▸ **WHAT NEEDS TO BE DONE**
In the passage on sex differences in wearable physiological data, after how many days of data did the effect of time on separability plateau?
-- SUPPLIED PASSAGE follows --
Furthermore, we show that there are sex-specific effects related to how the subset of samples from an individual’s total time monitored may lead to effect-size increases for longitudinal physiological features. While each individual was monitored for longer periods of time, we use an increasing set of samples to control for within-individual variability, observing a plateauing effect of time on separability after 28 days. This suggests that 28 days of data may be a reliable minimum amount of data from which to extract sex differences associated with conditions from longitudinal physiological measurements, and, more specifically, may be a recommended minimum number of days needed for wearable devices feature selection. Though there is a general trend where more days of measurement leads to greater effect size, separability in diabetes is disproportionately increased in males when using fewer days of data, and then disproportionately increased in females when using more days of data.

Put plainly, we call attention to the differing statistical separability of the same physiological features across sex to show that even if females and males may have the same condition, those conditions may present in different ways due to a multitude of factors. This point highlights several limitations of our study. First, the data gathered is not from a certified research device, but a consumer device. While this may introduce noise and uncertainty into the data (we don’t know – a lack of certification does not imply reduced signal quality), it also allows us to monitor large numbers of individuals for extended periods of time at no added cost, as devices were used by the participants already. Second, the survey information used to identify cohorts with a condition (or lack thereof) does not specify if each individual presented with the condition and/or received treatment during the study period, nor does it indicate time since diagnosis. This can lead to concept drift – the length of time in which an individual has a condition generally increases the accrual of deleterious effects. These effects can manifest as variance within the physiological features extracted, and we cannot assess the contributions of change over time within individuals in this work; for this reason, we make no attempt to optimize a classification task. In terms of cohort bias, it is likely that the owners of the Oura Ring were likely wealthier with higher levels of education than the average population. As no information regarding participant socioeconomic status was collected, we were unable to account for its effect. The dates over which data were gathered includes the start of the COVID-19 pandemic as well as its eventual height (January – November, 2020). Since the pandemic dramatically changed daily behavior globally, we cannot account for this behavioral variability compared to pre-pandemic periods. Despite this unexplained variance, we found consistent effects of change across cohorts with the same condition label, and propose that our methods can assist in quantifying and localizing sex differences in any longitudinal data set. This information might be used to predict bias, and to shape design choices in algorithm design and in future studies aimed at closing our sex-biased medical knowledge gap.
-- SUPPLIED PASSAGE concluded --
-- EXTRACTED DATA follows --
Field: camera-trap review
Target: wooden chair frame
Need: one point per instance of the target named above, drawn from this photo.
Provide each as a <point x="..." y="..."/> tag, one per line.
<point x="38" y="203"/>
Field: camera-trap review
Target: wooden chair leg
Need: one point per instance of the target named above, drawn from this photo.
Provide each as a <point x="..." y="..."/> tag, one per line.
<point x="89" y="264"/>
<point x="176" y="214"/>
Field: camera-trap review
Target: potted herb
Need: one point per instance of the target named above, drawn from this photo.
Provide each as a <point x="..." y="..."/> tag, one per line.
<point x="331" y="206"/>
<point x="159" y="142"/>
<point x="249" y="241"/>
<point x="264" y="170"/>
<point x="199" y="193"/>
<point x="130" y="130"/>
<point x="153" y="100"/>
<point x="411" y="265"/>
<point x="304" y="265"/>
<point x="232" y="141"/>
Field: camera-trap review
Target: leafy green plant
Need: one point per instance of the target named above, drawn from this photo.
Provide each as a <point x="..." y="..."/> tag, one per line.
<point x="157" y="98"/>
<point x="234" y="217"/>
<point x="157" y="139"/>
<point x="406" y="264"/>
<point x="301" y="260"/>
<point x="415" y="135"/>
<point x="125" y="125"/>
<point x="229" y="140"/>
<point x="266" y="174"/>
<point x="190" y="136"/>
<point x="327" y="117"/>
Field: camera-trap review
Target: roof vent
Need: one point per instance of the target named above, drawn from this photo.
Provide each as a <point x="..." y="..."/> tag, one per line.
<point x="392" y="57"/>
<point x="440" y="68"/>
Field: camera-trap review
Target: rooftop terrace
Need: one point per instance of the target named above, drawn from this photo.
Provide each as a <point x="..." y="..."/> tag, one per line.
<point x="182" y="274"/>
-- EXTRACTED DATA concluded --
▸ **WORKED SOLUTION**
After 28 days.